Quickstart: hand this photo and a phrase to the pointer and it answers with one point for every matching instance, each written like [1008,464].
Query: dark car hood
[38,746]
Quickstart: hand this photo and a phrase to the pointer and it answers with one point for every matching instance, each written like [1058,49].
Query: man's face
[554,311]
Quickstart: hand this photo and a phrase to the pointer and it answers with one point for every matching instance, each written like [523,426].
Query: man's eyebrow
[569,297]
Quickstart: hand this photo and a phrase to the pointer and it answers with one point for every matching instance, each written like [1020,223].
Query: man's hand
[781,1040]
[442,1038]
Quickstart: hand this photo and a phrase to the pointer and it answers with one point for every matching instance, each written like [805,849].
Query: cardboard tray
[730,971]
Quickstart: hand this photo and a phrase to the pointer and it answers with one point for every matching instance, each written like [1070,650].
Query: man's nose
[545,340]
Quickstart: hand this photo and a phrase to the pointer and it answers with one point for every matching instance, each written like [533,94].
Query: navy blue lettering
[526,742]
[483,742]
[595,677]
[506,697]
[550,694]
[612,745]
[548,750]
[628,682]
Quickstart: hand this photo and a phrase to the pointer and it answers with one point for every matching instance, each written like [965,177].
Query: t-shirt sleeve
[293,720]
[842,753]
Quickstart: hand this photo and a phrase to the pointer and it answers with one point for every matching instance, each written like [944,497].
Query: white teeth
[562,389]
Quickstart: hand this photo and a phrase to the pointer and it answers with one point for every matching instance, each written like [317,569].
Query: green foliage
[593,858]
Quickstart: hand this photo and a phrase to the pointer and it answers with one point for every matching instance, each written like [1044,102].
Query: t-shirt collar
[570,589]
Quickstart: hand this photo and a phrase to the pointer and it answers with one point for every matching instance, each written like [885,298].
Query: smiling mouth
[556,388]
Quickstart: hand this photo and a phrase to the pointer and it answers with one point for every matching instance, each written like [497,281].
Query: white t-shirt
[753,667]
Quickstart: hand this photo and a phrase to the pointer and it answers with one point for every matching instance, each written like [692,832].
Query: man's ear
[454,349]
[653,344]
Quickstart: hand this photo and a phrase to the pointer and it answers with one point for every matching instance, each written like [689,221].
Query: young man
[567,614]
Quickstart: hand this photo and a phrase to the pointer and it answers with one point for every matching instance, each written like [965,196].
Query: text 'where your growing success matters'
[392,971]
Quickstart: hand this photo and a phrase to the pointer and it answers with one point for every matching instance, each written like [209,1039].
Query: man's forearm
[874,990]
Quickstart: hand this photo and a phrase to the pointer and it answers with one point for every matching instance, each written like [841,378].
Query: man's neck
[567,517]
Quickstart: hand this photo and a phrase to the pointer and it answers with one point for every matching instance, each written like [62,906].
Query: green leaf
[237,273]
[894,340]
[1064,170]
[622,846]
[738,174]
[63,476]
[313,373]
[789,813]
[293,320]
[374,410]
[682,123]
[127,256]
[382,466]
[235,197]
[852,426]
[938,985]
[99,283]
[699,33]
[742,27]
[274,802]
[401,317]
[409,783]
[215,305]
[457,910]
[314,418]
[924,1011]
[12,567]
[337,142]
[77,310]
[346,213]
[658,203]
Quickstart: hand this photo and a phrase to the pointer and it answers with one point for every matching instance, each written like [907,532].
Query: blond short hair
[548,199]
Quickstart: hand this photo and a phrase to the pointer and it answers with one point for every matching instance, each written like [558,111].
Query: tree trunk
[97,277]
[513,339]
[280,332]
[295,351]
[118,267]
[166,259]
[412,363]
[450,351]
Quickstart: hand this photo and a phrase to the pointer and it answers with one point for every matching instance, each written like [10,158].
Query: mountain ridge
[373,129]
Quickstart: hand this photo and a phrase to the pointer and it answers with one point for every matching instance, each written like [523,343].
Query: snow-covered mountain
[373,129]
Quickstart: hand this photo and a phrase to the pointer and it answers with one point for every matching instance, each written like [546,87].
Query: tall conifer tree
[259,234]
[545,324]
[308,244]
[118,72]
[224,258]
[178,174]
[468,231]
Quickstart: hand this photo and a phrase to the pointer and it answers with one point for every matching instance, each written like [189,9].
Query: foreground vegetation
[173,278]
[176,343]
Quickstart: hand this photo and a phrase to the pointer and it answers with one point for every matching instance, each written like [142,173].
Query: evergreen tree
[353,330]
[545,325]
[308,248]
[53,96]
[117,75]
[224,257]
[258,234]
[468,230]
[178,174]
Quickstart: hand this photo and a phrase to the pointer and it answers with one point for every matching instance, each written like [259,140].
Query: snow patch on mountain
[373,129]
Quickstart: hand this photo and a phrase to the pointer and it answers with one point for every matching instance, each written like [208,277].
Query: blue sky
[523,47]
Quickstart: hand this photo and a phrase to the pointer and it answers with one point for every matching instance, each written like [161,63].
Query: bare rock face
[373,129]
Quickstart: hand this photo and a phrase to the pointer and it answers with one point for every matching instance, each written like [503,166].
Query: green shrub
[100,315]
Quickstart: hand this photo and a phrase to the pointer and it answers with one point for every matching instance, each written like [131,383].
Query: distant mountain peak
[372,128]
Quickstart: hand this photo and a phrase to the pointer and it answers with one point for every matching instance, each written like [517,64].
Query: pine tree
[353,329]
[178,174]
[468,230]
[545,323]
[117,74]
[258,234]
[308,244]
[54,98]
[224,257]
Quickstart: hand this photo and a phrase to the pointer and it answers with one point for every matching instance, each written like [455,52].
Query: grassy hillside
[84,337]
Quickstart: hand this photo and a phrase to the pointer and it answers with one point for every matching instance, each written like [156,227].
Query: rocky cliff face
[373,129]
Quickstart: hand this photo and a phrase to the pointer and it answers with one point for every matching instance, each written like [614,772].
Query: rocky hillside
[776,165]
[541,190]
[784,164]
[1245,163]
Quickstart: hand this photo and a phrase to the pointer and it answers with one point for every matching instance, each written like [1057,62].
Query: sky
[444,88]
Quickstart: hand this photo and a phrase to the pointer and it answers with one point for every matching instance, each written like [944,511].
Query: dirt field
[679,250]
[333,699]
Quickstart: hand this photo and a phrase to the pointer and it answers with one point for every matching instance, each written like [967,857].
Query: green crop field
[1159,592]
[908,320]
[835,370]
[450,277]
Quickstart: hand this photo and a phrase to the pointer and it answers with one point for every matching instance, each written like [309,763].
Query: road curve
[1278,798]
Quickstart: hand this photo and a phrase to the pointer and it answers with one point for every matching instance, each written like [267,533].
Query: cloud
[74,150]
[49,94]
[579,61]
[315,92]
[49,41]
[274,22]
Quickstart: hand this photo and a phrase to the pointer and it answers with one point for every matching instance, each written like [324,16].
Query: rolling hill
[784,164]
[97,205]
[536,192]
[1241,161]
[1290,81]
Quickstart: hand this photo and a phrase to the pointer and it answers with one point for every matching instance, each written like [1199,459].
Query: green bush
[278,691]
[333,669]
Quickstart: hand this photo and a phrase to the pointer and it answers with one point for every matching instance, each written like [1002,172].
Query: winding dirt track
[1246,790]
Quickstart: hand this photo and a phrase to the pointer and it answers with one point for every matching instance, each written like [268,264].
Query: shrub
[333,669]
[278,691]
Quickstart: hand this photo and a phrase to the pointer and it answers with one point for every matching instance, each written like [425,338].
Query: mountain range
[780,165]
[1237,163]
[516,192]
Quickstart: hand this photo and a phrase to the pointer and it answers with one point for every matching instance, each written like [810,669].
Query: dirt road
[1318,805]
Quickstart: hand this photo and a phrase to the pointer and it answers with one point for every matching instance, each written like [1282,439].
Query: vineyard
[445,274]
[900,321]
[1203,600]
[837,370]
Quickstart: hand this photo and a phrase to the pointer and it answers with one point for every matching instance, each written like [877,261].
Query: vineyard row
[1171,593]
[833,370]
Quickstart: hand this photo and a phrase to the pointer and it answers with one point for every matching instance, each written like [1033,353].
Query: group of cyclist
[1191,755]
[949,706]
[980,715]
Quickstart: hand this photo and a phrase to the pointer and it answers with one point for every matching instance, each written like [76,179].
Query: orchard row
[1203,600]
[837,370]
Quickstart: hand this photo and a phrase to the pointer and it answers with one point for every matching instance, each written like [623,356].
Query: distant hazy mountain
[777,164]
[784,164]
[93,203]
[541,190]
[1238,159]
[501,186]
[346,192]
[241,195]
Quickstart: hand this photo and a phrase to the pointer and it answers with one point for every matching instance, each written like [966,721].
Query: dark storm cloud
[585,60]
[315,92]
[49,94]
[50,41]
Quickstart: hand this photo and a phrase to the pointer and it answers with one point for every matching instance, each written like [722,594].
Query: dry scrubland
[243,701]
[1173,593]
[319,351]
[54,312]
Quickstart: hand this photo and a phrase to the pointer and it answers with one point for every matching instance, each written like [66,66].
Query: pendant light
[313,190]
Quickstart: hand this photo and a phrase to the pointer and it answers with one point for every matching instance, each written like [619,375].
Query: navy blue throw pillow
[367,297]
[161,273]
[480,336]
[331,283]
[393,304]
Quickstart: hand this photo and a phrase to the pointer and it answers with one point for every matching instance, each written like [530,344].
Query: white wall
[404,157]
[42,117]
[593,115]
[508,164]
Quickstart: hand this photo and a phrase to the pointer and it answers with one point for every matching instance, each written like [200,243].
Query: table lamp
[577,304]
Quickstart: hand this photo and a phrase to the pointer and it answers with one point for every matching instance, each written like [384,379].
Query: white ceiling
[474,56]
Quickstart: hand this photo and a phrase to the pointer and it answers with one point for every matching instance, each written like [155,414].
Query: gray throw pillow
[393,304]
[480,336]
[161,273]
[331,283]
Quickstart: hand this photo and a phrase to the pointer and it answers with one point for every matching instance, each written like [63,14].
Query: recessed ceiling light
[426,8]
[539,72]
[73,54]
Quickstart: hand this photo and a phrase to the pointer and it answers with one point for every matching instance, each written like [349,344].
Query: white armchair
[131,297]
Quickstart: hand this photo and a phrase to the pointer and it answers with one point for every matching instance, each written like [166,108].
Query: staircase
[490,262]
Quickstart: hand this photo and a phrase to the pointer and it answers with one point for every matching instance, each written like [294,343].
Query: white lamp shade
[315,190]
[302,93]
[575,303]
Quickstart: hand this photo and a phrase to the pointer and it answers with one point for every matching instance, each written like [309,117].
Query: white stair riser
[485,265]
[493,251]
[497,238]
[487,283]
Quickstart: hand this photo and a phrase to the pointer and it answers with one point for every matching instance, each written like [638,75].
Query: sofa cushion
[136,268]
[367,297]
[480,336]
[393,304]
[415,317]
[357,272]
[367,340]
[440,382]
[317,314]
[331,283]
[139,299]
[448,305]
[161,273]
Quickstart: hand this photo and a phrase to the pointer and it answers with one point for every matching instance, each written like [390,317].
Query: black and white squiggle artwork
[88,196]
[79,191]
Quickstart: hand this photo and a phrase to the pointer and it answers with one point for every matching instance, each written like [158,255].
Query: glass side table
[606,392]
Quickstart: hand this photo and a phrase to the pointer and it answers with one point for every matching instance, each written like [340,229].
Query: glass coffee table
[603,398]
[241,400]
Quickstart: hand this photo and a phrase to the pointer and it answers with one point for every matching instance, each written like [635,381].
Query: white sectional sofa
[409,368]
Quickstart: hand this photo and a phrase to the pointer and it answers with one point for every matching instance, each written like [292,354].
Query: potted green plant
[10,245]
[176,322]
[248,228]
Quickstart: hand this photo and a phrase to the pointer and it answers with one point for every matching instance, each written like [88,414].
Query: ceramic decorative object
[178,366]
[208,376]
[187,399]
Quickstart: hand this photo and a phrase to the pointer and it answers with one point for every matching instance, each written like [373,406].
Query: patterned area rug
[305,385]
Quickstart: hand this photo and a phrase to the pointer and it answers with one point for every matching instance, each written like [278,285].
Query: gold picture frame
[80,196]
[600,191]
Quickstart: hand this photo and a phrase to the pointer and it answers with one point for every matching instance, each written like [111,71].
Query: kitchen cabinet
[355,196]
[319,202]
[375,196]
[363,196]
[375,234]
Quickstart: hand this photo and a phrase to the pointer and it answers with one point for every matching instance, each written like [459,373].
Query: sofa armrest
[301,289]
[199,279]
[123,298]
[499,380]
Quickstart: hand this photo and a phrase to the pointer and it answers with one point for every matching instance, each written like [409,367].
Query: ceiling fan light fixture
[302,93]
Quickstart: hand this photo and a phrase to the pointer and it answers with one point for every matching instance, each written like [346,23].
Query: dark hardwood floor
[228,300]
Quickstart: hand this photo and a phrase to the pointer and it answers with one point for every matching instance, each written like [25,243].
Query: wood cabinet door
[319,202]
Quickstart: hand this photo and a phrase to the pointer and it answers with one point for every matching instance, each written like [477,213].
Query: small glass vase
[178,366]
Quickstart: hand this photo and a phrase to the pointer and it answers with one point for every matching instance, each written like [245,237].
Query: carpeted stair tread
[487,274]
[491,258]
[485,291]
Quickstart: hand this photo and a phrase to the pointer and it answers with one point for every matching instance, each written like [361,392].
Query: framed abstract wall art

INSTRUCTION | Copy out every line from the one containing "written like [25,243]." down to the end of the listing. Multiply each coordinate in the answer points by 0.35 and round to whole numbers, halves up. Leave all other text, including the format samples, unchanged.

SOLUTION |
Quickstart: hand this photo and a phrase to the pointer and it answers with one point for every matching instance, each written like [25,243].
Query: wood cabinet door
[112,71]
Quickstart: hand this photo and a phrase to the pointer and it answers with one point for every matching instance, each written like [477,213].
Query: small glass vase
[62,128]
Quickstart: hand this photo and a phrase to the pointer and it answers with one point for every matching instance, each written like [245,237].
Query: carpeted stair tread
[170,96]
[172,90]
[170,102]
Quickstart: hand this photo and a phrase to the pointer and it answers with one point for every matching instance, each written like [361,392].
Query: framed abstract wall art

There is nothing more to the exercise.